Can you write out these lines again with every "instance" swapped for "occurrence", keeping everything else the same and leaving out the pictures?
--- start EXERCISE INPUT ---
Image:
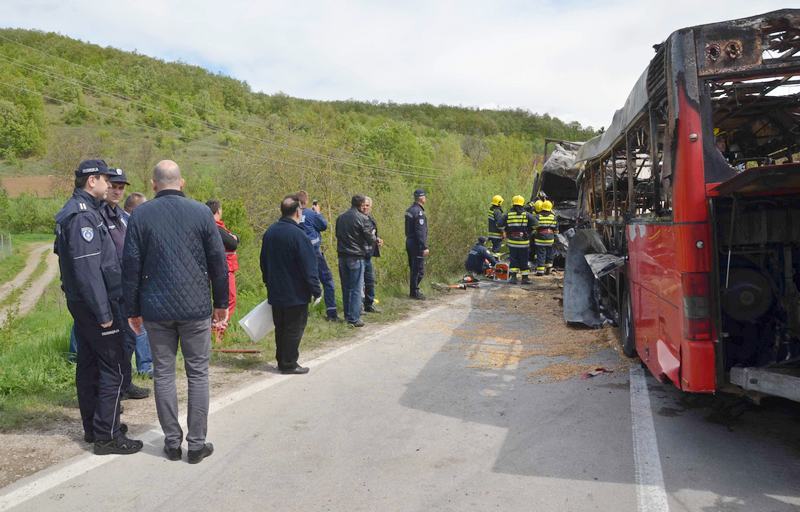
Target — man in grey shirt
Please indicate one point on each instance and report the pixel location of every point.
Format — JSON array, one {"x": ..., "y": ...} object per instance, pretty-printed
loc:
[{"x": 173, "y": 261}]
--- end EXERCISE INPUT ---
PROBLEM SOLUTION:
Image:
Target — man in grey shirt
Please indicate one point on each occurrence and report the pixel location of every point.
Format — JSON array, one {"x": ..., "y": ...} object per occurrence, pretty-printed
loc:
[{"x": 173, "y": 261}]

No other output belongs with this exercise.